## [GIVEN TEXT]

1 Introduction

Recently, investigation of the electronic properties of binary compounds of SnT family (T = As, Sb, Te, S, Se, P) has garnered a lot of attention [1,2,3,4]. These materials exhibit novel properties and are considered as sister compounds of topological materials (e.g., topological semimetals and topological crystalline insulators), while some were also found to be superconductors [5]. The SnT family of compounds are also candidate materials for topological superconductivity. In the context of superconductivity, In doped SnTe was found to host an unusual pairing mechanism [6,7,8]. Among the members of this family of materials, being host to anisotropic properties, the materials with NaCl-type structure are most widely studied [9,10,11,12,13]. Even though the NaCl-type structural compounds are not layered, due to highly symmetric nature of NaCl-type SnT, it is possible that due to the presence of a single crystallographically independent site for Sn, the typical mixed valence state of Sn (Sn4 + (5s0) and Sn2 + (5s2)) becomes naturally forbidden. This is quite similar to the case of BaBiO3 where upon doping with Potassium a high temperature superconducting phase was obtained [14, 15]. Therefore, it becomes highly probable that NaCl-type SnT materials may exhibit high Tc superconductivity.

Tin arsenide (SnAs) is a material that belongs to the SnT family and crystallizes in the NaCl-type structure. SnAs was first demonstrated to exhibit superconductivity by Geller and Hull in 1964 [16]. In 2014, Wang et al. performed transport and heat capacity measurements in SnAs and reported that SnAs exhibits weakly coupled type-I superconductivity (λ = 0.62) with a low transition temperature of 3.58 K [17]. Additionally, instead of being in a mixed valence state, Sn was found to exist in a single valence state. Phonon dispersion curves and phonon DOS were studied theoretically which revealed that the As p-states hybridize strongly with Sn p-states at the Fermi level [18]. Moreover, DFT calculations revealed that spin–orbit coupling does not have any significant effect on the band structure. However, ARPES measurements revealed significant band splitting [5]. More recent investigation of electronic band structure and Density of States (DOS) within the Density Functional Theory (DFT) posited the possibility of non-trivial topology in SnAs bands. Furthermore, the band dispersion obtained for SnAs were also found to closely resemble to that of SnTe, a topological crystalline insulator [5]. These calculations also revealed band inversion, gapped states near the Fermi level, and possible existence of topological surface states. This makes SnAs a good system for studying possible topological superconductivity. While the existence of topological surface states is suggested by bandstructure calculations, the nature of superconductivity in SnAs remains an open problem and needs to be investigated using an intimate spectroscopic technique. Observation of unconventional behavior of superconductivity in SnAs would support the possibility of topological superconductivity. In this paper, we investigated the possibility of unconventional superconductivity in SnAs by performing point contact Andreev reflection (PCAR) spectroscopy at low temperatures and under the presence of high magnetic fields.

## [CHALLENGE A]
The introduction lists what T can stand for in the SnT family. List those elements.
The introduction and the records are unrelated material.

Saved records:
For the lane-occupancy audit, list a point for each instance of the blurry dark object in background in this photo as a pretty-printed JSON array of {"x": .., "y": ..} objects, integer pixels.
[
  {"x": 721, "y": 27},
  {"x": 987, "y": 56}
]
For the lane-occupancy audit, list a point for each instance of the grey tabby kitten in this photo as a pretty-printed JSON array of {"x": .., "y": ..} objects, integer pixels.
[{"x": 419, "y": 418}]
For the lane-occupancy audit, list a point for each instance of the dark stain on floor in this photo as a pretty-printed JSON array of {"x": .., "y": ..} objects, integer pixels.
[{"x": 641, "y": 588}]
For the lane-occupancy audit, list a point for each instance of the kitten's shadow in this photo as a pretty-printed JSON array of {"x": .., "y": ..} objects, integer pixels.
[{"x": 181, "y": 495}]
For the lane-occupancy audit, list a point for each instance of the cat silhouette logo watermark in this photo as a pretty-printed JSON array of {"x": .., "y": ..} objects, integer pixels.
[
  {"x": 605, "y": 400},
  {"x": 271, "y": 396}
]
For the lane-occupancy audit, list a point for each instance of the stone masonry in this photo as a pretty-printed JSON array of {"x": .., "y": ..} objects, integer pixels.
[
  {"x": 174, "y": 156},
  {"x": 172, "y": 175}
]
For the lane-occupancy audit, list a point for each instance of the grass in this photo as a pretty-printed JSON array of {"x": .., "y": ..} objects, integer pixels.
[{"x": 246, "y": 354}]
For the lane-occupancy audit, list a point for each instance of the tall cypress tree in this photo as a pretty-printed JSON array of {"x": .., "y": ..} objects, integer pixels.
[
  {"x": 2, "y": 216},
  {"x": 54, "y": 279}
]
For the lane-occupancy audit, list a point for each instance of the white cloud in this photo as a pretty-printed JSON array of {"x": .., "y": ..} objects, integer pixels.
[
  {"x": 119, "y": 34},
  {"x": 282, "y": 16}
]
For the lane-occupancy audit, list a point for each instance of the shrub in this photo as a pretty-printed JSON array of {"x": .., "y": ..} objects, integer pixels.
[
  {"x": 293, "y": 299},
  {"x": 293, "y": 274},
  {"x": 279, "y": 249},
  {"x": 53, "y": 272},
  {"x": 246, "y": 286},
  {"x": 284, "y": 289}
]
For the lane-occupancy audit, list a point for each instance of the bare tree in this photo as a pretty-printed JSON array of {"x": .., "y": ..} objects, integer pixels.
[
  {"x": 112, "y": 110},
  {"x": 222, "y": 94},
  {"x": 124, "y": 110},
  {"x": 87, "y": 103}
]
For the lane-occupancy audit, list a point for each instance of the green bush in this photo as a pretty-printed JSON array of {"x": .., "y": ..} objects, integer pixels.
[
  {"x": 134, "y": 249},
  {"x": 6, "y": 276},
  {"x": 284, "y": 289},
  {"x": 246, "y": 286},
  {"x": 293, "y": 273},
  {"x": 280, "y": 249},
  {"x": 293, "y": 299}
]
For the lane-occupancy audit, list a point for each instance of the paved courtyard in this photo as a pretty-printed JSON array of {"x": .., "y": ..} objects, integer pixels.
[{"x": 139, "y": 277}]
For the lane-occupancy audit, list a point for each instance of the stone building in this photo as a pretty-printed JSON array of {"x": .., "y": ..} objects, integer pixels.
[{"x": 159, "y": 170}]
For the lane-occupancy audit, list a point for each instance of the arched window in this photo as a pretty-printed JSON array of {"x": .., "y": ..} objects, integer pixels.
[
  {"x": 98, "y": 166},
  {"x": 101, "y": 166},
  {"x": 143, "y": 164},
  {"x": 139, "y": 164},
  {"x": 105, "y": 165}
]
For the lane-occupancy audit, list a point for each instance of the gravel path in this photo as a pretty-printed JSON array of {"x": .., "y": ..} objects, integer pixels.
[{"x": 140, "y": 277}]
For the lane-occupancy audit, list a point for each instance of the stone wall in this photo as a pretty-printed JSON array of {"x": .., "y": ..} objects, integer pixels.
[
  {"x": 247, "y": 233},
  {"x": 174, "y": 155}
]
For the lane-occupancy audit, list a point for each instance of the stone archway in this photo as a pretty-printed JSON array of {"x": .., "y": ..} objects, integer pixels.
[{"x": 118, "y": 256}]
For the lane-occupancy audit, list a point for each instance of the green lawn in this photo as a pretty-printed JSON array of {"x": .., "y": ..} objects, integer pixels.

## [CHALLENGE B]
Locate each line in the records that contains the string "tree", and copy every one of those lines.

## [FULL RESPONSE A]
As, Sb, Te, S, Se, P

## [FULL RESPONSE B]
For the lane-occupancy audit, list a point for each instance of the tall cypress tree in this photo as a pretty-printed JSON array of {"x": .., "y": ..} objects, integer pixels.
For the lane-occupancy audit, list a point for each instance of the bare tree in this photo as a pretty-printed JSON array of {"x": .., "y": ..} objects, integer pixels.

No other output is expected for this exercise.